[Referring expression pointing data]
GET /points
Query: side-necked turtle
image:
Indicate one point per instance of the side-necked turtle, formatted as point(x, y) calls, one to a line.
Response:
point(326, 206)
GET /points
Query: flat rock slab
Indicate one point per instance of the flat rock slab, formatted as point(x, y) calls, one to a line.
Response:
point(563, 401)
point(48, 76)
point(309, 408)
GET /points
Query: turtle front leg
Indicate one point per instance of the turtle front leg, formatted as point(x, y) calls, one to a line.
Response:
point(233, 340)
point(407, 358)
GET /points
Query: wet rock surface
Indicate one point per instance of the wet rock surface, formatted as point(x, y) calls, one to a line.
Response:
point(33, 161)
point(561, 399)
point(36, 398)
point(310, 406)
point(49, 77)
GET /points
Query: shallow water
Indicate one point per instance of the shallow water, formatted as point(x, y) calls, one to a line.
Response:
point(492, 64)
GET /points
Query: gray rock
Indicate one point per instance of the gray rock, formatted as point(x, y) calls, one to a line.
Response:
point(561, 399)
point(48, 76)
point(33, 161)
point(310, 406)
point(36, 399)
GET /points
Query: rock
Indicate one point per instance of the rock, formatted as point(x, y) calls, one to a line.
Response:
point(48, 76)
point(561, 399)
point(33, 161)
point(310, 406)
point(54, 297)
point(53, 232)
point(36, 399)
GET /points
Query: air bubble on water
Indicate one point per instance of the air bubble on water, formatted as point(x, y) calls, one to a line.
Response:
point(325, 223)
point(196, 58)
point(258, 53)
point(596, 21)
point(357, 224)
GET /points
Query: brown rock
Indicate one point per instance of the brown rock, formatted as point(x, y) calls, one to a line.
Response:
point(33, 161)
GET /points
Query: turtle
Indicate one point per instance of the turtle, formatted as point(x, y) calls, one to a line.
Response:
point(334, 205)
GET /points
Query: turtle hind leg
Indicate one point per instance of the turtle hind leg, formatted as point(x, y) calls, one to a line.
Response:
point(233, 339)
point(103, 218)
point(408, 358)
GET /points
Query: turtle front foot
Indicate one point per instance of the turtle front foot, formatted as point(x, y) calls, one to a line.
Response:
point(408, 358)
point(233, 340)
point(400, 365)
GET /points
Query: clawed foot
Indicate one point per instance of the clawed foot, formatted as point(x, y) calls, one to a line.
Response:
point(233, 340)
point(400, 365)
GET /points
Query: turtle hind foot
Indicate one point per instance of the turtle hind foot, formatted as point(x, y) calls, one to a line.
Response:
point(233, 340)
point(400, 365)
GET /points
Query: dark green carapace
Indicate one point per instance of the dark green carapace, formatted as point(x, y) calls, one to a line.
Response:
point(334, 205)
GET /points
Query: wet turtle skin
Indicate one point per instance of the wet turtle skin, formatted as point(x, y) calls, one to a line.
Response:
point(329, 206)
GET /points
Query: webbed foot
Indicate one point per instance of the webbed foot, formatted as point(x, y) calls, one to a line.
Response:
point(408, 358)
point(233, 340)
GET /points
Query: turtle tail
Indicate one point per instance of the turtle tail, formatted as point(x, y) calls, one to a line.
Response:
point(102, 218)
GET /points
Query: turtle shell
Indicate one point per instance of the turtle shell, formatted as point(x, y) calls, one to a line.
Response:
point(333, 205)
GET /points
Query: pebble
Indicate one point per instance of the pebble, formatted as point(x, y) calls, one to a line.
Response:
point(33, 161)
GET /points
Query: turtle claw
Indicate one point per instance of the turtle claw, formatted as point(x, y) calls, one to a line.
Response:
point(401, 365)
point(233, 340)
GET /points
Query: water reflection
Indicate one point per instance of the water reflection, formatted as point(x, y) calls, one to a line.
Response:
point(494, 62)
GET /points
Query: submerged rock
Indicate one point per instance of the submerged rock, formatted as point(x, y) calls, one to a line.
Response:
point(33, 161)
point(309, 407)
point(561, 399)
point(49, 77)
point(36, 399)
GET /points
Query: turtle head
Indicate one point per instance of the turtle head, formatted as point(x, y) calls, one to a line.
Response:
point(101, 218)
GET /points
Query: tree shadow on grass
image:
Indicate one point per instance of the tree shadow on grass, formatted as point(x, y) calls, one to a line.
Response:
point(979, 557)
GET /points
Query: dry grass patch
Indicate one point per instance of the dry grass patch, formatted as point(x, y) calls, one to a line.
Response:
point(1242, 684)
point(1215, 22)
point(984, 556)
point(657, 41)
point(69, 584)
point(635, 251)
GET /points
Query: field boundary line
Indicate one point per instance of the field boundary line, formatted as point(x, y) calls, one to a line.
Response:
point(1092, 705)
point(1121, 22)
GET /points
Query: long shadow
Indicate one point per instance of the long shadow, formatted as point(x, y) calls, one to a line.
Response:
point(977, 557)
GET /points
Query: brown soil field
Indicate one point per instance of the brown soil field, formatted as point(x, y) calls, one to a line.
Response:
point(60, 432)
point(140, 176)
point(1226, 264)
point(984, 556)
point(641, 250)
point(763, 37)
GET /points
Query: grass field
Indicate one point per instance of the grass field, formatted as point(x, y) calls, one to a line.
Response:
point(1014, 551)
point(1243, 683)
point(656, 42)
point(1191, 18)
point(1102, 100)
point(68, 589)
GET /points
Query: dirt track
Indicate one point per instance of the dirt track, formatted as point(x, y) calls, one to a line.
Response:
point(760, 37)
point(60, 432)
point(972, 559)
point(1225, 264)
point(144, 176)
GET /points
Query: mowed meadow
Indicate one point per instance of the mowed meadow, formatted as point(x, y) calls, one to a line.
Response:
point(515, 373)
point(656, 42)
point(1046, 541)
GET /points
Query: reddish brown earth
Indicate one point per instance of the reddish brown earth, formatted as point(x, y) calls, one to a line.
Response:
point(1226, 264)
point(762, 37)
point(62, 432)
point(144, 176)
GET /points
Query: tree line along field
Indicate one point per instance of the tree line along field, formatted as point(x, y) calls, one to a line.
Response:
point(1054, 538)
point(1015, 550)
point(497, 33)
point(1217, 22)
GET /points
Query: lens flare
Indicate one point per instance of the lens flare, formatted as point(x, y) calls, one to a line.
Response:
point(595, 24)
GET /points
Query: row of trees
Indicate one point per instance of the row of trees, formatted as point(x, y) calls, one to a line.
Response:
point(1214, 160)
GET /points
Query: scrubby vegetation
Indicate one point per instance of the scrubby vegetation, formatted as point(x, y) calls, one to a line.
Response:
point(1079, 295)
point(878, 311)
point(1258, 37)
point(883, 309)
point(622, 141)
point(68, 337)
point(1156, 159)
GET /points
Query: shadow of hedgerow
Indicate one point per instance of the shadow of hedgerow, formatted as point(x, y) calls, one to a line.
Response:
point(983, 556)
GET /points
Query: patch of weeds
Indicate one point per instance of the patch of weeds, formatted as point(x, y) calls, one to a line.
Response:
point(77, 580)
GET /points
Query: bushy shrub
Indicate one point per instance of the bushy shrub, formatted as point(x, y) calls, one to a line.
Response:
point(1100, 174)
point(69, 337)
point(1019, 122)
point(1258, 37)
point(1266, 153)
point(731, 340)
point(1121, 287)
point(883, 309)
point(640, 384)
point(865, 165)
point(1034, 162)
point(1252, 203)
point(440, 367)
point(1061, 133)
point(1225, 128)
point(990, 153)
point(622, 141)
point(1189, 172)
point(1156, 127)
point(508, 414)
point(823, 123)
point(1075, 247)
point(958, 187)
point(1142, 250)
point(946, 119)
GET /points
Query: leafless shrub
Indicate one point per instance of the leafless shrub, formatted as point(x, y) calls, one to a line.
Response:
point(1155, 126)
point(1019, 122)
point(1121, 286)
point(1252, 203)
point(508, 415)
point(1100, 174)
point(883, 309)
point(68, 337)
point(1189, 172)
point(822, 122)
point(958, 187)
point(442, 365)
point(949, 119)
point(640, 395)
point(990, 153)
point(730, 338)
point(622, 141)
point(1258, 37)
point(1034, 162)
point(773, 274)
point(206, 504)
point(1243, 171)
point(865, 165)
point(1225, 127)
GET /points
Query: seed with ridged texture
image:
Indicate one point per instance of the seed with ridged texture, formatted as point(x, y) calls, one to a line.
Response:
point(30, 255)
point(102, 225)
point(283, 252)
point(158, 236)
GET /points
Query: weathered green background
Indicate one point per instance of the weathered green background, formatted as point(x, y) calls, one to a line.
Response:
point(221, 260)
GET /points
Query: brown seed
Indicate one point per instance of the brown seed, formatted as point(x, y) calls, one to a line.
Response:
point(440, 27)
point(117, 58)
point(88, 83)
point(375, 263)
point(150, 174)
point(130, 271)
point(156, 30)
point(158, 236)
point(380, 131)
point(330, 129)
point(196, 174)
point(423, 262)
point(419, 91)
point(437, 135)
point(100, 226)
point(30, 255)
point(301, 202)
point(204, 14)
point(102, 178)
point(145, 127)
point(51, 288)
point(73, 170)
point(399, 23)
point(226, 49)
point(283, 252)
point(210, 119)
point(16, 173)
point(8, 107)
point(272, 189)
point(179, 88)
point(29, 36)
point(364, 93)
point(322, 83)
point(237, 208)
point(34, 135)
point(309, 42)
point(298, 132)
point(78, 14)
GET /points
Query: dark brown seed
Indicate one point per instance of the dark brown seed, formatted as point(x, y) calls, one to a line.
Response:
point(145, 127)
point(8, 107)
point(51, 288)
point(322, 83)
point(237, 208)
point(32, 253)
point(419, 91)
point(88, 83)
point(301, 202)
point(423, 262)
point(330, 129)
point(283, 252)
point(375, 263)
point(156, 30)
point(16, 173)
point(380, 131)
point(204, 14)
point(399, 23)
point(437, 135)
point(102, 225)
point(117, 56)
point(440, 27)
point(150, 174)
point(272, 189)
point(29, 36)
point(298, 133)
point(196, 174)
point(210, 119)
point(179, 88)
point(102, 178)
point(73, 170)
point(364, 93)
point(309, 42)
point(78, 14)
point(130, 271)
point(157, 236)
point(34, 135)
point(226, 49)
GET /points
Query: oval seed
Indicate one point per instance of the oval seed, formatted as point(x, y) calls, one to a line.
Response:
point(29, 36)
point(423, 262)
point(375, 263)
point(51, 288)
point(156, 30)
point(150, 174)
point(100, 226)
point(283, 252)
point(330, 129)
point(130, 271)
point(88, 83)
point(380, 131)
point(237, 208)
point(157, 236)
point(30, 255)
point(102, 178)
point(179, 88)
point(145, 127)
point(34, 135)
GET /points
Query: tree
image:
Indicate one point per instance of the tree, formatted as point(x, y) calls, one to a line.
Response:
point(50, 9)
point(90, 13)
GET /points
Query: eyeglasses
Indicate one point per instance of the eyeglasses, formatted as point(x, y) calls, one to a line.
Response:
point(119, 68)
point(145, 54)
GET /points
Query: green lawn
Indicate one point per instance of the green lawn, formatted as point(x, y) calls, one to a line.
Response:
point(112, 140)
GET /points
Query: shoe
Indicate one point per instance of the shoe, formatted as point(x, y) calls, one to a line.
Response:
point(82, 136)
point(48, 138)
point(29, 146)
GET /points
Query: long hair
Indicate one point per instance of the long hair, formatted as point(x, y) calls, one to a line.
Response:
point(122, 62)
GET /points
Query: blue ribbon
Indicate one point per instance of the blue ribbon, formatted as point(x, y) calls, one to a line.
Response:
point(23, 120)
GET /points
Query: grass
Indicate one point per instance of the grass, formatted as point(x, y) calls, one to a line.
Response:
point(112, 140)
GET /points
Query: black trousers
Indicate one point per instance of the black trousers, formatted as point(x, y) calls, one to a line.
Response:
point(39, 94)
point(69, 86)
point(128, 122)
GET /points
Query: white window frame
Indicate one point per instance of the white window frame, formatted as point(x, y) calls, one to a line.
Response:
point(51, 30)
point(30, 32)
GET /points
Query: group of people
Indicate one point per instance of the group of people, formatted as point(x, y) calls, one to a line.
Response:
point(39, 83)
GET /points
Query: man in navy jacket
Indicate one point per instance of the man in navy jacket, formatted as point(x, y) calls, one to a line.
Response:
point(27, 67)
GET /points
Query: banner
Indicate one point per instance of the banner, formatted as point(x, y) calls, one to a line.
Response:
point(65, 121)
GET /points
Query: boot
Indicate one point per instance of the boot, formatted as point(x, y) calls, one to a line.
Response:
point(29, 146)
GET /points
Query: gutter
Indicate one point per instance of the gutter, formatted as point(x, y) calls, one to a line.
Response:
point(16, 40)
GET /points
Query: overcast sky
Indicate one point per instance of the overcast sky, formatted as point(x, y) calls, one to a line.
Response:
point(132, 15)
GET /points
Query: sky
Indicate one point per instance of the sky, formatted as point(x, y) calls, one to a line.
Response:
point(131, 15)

> **What to work on**
Copy, exactly and only, the lines above that begin with the one containing "Query: field boundary line" and finish with the one containing "Indicate one point per instance of the mowed".

> **Answer to the exercise**
Query: field boundary line
Indicate one point per instance of the field boundary line, formatted as point(x, y) calls, one to a line.
Response:
point(1092, 705)
point(1121, 22)
GET /points
Query: long shadow
Indicate one point per instance of the long shadow, formatted as point(x, y) calls, one to a line.
Response:
point(977, 557)
GET /points
Query: brown soil field
Indicate one point per instance of the brown soil field, formatted as point(x, y) calls, one to a line.
Response:
point(60, 432)
point(140, 176)
point(1226, 264)
point(984, 556)
point(641, 250)
point(763, 37)
GET /points
Query: grass field
Indicate one point per instance of the grass field, formatted as point(x, y) calls, one to a line.
Response:
point(1014, 551)
point(1243, 683)
point(656, 42)
point(1191, 18)
point(1102, 100)
point(68, 589)
GET /points
Query: dirt track
Indicate one point per instance of the dirt track, formatted as point(x, y) calls, one to a line.
Response:
point(760, 37)
point(60, 432)
point(972, 559)
point(1225, 264)
point(144, 176)
GET /points
Query: mowed meadow
Indicate one point per instance of the mowed meadow, formatted as point(x, y) calls, one to a line.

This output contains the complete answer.